EXERCISE PROMPT:
Lines below containing the word "bridge" should be copied out.

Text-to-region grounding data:
☆ ☆ ☆
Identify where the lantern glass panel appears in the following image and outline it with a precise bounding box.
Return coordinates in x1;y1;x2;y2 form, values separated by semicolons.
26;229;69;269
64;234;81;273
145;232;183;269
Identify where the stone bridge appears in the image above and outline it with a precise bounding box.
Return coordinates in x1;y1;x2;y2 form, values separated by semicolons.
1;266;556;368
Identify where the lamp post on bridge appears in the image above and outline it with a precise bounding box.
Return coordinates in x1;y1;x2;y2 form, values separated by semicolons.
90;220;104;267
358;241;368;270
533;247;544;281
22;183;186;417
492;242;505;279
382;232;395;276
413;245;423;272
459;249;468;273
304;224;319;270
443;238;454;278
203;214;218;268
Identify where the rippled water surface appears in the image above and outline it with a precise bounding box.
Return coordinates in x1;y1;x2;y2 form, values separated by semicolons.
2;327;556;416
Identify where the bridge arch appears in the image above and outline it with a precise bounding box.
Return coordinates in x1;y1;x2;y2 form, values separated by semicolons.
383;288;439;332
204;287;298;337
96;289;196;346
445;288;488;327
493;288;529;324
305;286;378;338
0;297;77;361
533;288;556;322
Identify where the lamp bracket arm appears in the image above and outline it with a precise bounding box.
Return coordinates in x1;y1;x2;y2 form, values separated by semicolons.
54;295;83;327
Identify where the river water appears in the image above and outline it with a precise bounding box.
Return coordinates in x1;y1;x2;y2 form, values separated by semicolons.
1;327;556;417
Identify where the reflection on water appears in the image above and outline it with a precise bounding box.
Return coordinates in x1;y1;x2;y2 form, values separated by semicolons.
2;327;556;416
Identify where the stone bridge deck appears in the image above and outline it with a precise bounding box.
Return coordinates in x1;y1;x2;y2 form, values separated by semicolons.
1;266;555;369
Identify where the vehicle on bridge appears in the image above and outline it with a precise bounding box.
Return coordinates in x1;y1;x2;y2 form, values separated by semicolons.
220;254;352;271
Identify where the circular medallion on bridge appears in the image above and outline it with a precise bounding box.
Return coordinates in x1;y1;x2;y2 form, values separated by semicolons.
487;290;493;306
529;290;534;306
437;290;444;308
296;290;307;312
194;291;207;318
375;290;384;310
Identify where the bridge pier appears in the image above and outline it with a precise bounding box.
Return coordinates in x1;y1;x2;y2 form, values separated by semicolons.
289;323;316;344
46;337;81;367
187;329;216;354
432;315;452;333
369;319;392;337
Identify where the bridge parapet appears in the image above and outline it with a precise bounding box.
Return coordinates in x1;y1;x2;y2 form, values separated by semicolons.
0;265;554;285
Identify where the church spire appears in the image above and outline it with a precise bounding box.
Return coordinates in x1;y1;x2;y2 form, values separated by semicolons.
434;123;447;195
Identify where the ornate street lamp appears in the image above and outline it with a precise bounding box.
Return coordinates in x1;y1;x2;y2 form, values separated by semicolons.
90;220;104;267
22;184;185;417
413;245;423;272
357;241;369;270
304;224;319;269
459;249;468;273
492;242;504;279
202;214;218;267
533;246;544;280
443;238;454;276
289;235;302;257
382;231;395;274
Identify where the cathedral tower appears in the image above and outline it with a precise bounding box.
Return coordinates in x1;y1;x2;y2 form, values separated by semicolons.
☆ ☆ ☆
RESULT FOR THIS TASK:
Identify where the stone bridge appears in the image above and outline it with a precise bounding box.
Identify where the lamp post on bridge appears in the image above and outline it with a precise bounding box.
Identify where the bridge arch appears in the image above and outline it with a precise bounding box.
Identify where the stone bridge deck appears in the image above and outline it with a precise bounding box.
Identify where the vehicle on bridge appears in the image above and outline it with a precise bounding box.
Identify where the circular medallion on bridge appears in the image above and outline it with a precise bounding box.
Identify where the bridge pier appears in the image above and outline it with a precise bounding box.
Identify where the bridge parapet appears in the image above and outline it with a precise bounding box.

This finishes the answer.